**Stated exercise**
Return, character for character, the rows from the line containing "Quiz Question: What are the coordinates of the balcony railing" through the line containing "[29, 181, 116, 190]", including both of those lines.

**Task inputs**
____________________

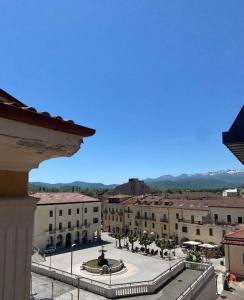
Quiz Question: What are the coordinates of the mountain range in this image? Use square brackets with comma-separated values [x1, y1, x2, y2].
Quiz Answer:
[30, 170, 244, 190]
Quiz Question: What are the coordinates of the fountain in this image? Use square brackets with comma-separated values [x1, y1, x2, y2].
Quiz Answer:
[81, 246, 125, 274]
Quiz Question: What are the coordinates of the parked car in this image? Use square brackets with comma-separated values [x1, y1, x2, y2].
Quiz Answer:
[43, 247, 56, 254]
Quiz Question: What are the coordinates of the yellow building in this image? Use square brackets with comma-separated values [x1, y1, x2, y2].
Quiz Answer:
[34, 193, 101, 250]
[103, 195, 244, 245]
[222, 229, 244, 279]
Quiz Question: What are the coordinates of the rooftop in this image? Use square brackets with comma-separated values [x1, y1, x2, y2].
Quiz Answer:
[222, 229, 244, 246]
[0, 89, 95, 137]
[33, 193, 101, 206]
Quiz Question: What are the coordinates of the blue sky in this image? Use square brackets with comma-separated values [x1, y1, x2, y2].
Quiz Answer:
[0, 0, 244, 183]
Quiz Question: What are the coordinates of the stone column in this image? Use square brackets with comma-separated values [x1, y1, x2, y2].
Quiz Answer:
[0, 118, 88, 300]
[0, 171, 38, 300]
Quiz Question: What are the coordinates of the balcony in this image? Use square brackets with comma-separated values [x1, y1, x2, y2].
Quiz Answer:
[178, 219, 203, 225]
[160, 218, 169, 223]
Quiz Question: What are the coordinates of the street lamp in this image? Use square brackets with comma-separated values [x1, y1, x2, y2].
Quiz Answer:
[49, 252, 52, 270]
[70, 244, 76, 275]
[109, 266, 112, 288]
[77, 276, 81, 300]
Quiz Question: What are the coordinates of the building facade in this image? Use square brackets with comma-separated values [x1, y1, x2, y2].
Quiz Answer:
[34, 193, 101, 250]
[103, 195, 244, 245]
[222, 228, 244, 279]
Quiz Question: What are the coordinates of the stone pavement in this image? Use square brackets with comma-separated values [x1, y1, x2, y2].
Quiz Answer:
[30, 273, 106, 300]
[45, 234, 181, 284]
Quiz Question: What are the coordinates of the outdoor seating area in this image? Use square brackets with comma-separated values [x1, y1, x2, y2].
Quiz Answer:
[111, 234, 224, 262]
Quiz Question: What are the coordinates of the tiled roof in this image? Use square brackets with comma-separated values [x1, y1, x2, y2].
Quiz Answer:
[222, 229, 244, 246]
[0, 89, 95, 137]
[32, 193, 101, 205]
[105, 195, 244, 210]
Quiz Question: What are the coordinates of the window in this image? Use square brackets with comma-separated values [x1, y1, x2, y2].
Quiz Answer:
[93, 218, 98, 224]
[227, 215, 231, 223]
[182, 226, 187, 233]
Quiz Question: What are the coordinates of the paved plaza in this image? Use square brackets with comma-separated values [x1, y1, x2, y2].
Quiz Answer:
[41, 234, 179, 284]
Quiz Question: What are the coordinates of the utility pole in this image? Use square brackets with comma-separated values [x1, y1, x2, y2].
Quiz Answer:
[77, 276, 80, 300]
[70, 244, 76, 275]
[52, 281, 53, 299]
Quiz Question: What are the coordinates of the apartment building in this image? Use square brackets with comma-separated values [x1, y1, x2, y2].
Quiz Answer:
[33, 193, 101, 250]
[103, 195, 244, 245]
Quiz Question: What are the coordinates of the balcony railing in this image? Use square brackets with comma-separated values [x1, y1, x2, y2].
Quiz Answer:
[160, 218, 169, 223]
[178, 219, 203, 225]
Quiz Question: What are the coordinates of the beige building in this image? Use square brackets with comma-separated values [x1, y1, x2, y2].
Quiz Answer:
[222, 229, 244, 279]
[33, 193, 101, 250]
[103, 195, 244, 245]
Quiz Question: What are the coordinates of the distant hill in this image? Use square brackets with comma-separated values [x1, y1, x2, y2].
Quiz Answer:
[145, 170, 244, 189]
[29, 170, 244, 190]
[29, 181, 116, 190]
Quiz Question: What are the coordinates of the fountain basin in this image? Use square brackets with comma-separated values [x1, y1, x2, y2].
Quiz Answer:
[81, 258, 124, 274]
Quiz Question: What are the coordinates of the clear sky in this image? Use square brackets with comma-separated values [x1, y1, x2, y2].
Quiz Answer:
[0, 0, 244, 183]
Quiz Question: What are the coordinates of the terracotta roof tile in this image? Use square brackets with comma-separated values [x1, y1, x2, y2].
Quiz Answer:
[222, 229, 244, 246]
[32, 193, 101, 205]
[0, 89, 95, 137]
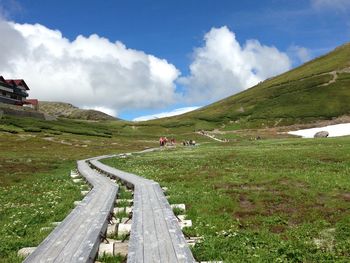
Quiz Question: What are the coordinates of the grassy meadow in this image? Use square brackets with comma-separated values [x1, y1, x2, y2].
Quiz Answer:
[0, 116, 157, 262]
[104, 137, 350, 262]
[0, 113, 350, 262]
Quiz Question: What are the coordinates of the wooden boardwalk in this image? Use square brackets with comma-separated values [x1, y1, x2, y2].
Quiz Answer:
[24, 150, 195, 263]
[24, 161, 118, 263]
[90, 158, 195, 263]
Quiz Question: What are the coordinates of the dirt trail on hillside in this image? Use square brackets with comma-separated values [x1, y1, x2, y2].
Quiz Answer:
[319, 67, 350, 87]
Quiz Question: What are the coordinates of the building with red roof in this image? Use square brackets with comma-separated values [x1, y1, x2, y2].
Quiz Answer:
[0, 76, 29, 106]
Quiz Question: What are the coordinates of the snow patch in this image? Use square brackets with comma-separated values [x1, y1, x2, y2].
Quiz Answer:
[288, 123, 350, 138]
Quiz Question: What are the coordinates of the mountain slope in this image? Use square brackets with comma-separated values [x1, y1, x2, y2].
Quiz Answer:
[149, 43, 350, 128]
[39, 101, 116, 120]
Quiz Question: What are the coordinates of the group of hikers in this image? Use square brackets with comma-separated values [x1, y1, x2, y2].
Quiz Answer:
[159, 137, 176, 146]
[159, 137, 196, 147]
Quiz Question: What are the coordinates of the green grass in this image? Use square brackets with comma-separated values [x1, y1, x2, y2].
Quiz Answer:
[0, 116, 161, 262]
[104, 137, 350, 262]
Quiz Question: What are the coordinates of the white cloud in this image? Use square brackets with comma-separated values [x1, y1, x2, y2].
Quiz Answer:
[288, 45, 311, 64]
[133, 106, 200, 121]
[0, 21, 180, 116]
[311, 0, 350, 11]
[179, 26, 291, 102]
[82, 106, 118, 117]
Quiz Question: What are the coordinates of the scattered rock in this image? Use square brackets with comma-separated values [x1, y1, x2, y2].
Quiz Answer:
[17, 247, 36, 257]
[314, 131, 329, 138]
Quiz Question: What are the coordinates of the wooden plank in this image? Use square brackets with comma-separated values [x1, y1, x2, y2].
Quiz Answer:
[91, 158, 195, 263]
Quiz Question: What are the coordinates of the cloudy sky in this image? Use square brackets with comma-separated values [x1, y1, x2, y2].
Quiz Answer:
[0, 0, 350, 120]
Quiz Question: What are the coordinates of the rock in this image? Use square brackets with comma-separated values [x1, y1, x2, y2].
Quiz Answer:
[314, 131, 329, 138]
[17, 247, 36, 258]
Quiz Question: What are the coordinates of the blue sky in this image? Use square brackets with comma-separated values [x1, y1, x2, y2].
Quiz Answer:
[0, 0, 350, 119]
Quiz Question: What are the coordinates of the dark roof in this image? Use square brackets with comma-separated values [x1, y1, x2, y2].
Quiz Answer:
[6, 79, 29, 90]
[24, 99, 39, 105]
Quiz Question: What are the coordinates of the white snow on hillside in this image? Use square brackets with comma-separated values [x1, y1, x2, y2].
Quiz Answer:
[288, 123, 350, 138]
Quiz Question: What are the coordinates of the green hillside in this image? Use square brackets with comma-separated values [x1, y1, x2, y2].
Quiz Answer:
[39, 101, 115, 120]
[149, 43, 350, 129]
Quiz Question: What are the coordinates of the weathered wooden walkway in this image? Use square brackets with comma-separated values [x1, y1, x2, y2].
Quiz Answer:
[24, 151, 195, 263]
[90, 158, 195, 263]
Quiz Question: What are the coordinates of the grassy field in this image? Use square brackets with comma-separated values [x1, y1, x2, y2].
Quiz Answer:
[0, 116, 163, 262]
[104, 137, 350, 262]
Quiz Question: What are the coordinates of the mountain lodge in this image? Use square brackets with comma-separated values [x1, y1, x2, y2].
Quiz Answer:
[0, 76, 29, 106]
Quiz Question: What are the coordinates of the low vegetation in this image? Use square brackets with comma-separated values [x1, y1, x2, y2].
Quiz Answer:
[0, 116, 155, 262]
[104, 137, 350, 262]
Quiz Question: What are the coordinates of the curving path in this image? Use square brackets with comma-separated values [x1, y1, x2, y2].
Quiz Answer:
[24, 149, 195, 263]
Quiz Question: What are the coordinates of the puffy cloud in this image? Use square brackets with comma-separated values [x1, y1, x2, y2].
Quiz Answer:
[311, 0, 350, 11]
[179, 26, 291, 104]
[133, 106, 200, 121]
[0, 20, 180, 116]
[288, 45, 311, 64]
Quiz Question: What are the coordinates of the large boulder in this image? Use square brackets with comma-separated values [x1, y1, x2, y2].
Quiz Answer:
[314, 131, 329, 138]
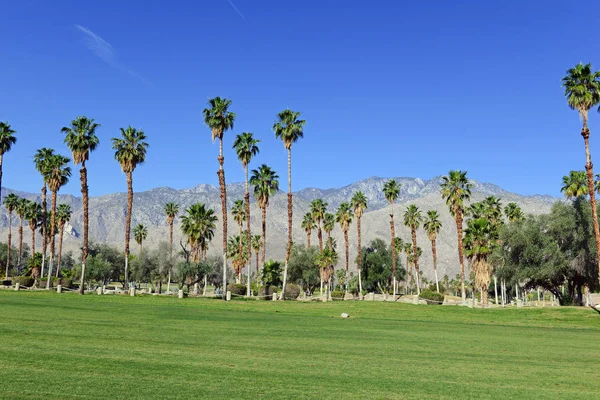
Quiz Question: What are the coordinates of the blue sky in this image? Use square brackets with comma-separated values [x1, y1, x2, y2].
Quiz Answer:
[0, 0, 600, 195]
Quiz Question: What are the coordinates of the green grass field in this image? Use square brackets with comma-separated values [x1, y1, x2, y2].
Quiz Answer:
[0, 291, 600, 399]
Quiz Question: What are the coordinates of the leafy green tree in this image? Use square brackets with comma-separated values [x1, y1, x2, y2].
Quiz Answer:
[383, 179, 401, 296]
[423, 210, 442, 293]
[440, 170, 472, 304]
[250, 164, 279, 273]
[202, 97, 235, 299]
[61, 117, 100, 295]
[273, 109, 306, 294]
[562, 63, 600, 280]
[111, 126, 149, 288]
[233, 132, 260, 296]
[350, 191, 367, 293]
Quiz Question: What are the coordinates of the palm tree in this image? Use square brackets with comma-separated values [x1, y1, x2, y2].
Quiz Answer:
[231, 200, 249, 283]
[309, 199, 327, 251]
[383, 179, 401, 296]
[335, 202, 352, 291]
[33, 147, 54, 276]
[562, 63, 600, 279]
[504, 203, 525, 223]
[350, 191, 367, 293]
[302, 211, 317, 248]
[323, 213, 335, 250]
[202, 97, 235, 299]
[4, 193, 19, 278]
[133, 224, 148, 254]
[560, 171, 589, 199]
[111, 126, 149, 289]
[56, 204, 72, 276]
[233, 132, 260, 296]
[252, 235, 262, 284]
[61, 117, 100, 294]
[25, 200, 41, 256]
[441, 171, 471, 304]
[165, 202, 179, 292]
[273, 109, 306, 299]
[404, 204, 423, 294]
[423, 210, 442, 293]
[250, 164, 279, 268]
[15, 197, 29, 266]
[0, 121, 17, 200]
[42, 154, 71, 289]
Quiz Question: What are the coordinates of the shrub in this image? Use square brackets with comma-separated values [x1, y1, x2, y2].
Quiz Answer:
[285, 283, 302, 300]
[227, 283, 246, 296]
[331, 290, 346, 301]
[419, 290, 444, 304]
[13, 276, 33, 287]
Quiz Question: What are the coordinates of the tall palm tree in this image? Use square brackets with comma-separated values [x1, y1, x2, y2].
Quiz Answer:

____________________

**Result of this task**
Quiz Question: What are the coordinates of the balcony railing in this image? Use square brackets with comma-separated values [x1, y1, x2, y2].
Quiz Answer:
[160, 218, 169, 223]
[178, 219, 203, 225]
Quiz Question: What are the coordinates of the beige building in this image? Use square brackets with comma-separated values [x1, y1, x2, y2].
Quiz Answer:
[222, 229, 244, 279]
[33, 193, 101, 250]
[103, 195, 244, 245]
Quiz Question: What are the coordinates of the distant hill in this image? Use square brackets with comma-separated values [x1, y1, x2, y2].
Quiz Answer:
[145, 170, 244, 189]
[29, 170, 244, 190]
[29, 181, 116, 190]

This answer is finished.